(Dataset items)
******

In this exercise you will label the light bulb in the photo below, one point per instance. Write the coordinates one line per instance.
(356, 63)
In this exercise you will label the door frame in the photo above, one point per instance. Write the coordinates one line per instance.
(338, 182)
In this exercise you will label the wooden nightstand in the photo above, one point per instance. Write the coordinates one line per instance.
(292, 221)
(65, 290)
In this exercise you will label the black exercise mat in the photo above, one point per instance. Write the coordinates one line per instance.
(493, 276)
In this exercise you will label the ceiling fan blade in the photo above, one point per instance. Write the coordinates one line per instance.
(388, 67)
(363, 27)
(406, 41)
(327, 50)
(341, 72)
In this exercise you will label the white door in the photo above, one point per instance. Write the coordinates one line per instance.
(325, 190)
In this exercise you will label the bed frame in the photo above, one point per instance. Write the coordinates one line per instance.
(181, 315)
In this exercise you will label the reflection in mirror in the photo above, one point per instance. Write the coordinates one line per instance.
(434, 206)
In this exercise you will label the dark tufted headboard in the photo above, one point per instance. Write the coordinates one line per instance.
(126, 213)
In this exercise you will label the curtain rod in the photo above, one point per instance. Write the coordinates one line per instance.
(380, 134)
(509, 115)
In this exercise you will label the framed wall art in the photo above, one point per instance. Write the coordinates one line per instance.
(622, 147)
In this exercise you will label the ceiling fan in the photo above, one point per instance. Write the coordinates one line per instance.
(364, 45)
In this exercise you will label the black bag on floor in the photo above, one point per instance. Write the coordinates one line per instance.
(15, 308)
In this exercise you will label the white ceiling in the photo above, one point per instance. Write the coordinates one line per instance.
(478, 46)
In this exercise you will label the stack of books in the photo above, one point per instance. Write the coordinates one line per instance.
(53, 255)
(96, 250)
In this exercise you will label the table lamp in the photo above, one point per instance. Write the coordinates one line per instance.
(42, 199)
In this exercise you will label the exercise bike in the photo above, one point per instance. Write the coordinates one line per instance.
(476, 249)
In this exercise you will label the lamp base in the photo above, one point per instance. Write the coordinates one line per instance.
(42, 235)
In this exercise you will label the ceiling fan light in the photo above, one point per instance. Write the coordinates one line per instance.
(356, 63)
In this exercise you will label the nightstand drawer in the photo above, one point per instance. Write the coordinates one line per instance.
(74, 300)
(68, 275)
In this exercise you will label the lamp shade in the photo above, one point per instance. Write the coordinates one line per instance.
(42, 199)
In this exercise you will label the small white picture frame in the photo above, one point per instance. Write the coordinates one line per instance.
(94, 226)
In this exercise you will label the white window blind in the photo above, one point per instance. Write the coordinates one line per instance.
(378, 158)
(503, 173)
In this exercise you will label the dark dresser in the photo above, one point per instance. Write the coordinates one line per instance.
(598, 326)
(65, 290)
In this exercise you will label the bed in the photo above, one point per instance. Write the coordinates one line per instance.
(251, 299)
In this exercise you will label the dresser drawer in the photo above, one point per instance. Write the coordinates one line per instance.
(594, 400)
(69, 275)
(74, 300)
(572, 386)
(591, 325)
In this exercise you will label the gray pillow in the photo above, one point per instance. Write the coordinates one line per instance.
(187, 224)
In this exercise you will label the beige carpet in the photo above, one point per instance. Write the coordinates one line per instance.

******

• Task to complete
Repeat exactly, and only, the lines from the line containing "In this exercise you will label the dark dresser" through the last line of the records above, both included.

• Exercise response
In this exercise you will label the dark dresser in the photo above, one point per instance. Write the coordinates one line per instance.
(598, 326)
(65, 290)
In this exercise you will label the bed in the photo above, one point per instance. Write the coordinates one line per instance.
(251, 299)
In this exercise you will label the dresser drawer in the photo above, one point per instance. Write the coordinates one line per instance.
(594, 400)
(69, 275)
(74, 300)
(572, 386)
(591, 325)
In this exercise you will label the gray pillow in the photo above, one point per instance. Write the coordinates one line per instance.
(187, 224)
In this exercise you will label the beige carpet in the photo above, one point per instance. Write the coordinates one line per instance.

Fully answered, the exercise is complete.